◆ QUOTED PASSAGE:
........

I added printf("%s\n",ustring);
after the line READ_A_UTF8_CHAR (ustring, inputcopy, bytes_read);
in vst_tokenize
. The output of ./varnam -s ml -t varnam
now was:
arnam
rnam
nam
nam
am
am
m
വർനം
That’s progress. We now have a way to peek into some parts of the system. What we are really interested at this point is the tokens though. The tokens are stored as a varray
of vtoken
. And vtoken
is:
typedef struct token {
int id, type, match_type, priority, accept_condition, flags;
char tag[VARNAM_SYMBOL_MAX];
char pattern[VARNAM_SYMBOL_MAX];
char value1[VARNAM_SYMBOL_MAX];
char value2[VARNAM_SYMBOL_MAX];
char value3[VARNAM_SYMBOL_MAX];
} vtoken;
(Okay. I did notice the weird naming token
at the beginning and vtoken
at the bottom. C is fun!)
So that’s what a token is. Lots of flags in int, and then strings for tag, pattern, value1, value2, value3. Let us see if we can print them. I will probably need to get the char arrays out of the token. I have seen ->
being used elsewhere. Let me try that. I will try and get the first token
from the results
array.
There is a handly varray_get
function. But its return type is void*
. Turns out that’s the way to do generic return type in C. I would have to cast it to the right type.
I did this then: printf("%s\n", ((vtoken*) varray_get(result, 0))->value1);
after varray_push (result, tokens);
. That would take the first token out of the results, cast it to vtoken pointer, and then get the value1 out of it. The output was some empty lines though. Meaning the first token OR value1 is useless. I might have to run through the whole array. I quickly tried tag
and pattern
and value2
to see if it made any difference. It didn’t.
So I built a loop, like this:
int i;
for (i=0; i < varray_length(result); i++) {
printf("tag: %s\n", ((vtoken*) varray_get(result, i))->tag);
printf("pattern: %s\n", ((vtoken*) varray_get(result, i))->pattern);
printf("value1: %s\n", ((vtoken*) varray_get(result, i))->value1);
printf("value2: %s\n", ((vtoken*) varray_get(result, i))->value2);
printf("value3: %s\n", ((vtoken*) varray_get(result, i))->value3);
}
That gave me some rather strange output that varied each time I ran it. (Perhaps due to some machine learning stuff?). Anyhow, I realized I will have to print this as unicode chars. So this is the point where I get into the complexity of encoding characters in bytes. This article talks about Unicode in C. The char can only hold one byte, right? UTF-8 characters aren’t always held in one byte. So somehow I have to convert the char array to array of unicode, which means it will be chunking a few bytes together. mbstowcs (multibyte string to wide character string) seemed to be something that does this. But is it microsoft specifc? Is there a difference between multibyte and unicode? What every programmer absolutely, positively needs to know about encodings and character sets to work with text seems to be a must read.
And reading that made me realize that I cannot progress here without figuring out how varnam is encoding strings. Is it using UTF-8? UTF-16? UTF-32? Or something else?

........

◆ PROVIDED MATERIAL:
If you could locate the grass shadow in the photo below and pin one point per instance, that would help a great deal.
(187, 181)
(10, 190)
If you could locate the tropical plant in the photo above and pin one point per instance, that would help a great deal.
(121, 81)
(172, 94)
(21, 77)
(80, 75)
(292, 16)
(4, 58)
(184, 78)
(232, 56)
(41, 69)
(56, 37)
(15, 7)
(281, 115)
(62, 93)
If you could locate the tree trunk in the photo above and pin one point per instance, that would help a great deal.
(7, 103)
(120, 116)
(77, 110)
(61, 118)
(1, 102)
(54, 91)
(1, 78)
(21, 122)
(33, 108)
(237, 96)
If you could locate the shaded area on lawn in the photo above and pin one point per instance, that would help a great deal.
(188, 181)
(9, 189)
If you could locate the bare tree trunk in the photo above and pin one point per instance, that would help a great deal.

........

◆ YOUR GOAL: Copy the varnam debugging notes word for word, starting at the words "And reading that" and ending after "Or something else?". The data comes from a separate source, not from the varnam debugging notes.

◆ COMPLETE RESPONSE:
And reading that made me realize that I cannot progress here without figuring out how varnam is encoding strings. Is it using UTF-8? UTF-16? UTF-32? Or something else?